What is expected
Copy the data below, swapping "black grille panel" for "silver grille panel" and leaving everything else unchanged.

Extracted records
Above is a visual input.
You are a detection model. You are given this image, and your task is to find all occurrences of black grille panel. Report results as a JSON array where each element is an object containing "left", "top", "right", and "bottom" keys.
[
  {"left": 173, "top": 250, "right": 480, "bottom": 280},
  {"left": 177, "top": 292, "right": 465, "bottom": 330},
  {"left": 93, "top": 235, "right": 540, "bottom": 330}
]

Finished task
Above is a visual input.
You are a detection model. You are given this image, and your task is to find all occurrences of silver grille panel. Report results as a JSON array where each element is an object containing "left", "top", "right", and "bottom" keys.
[
  {"left": 173, "top": 250, "right": 480, "bottom": 280},
  {"left": 177, "top": 292, "right": 465, "bottom": 330},
  {"left": 93, "top": 235, "right": 540, "bottom": 330}
]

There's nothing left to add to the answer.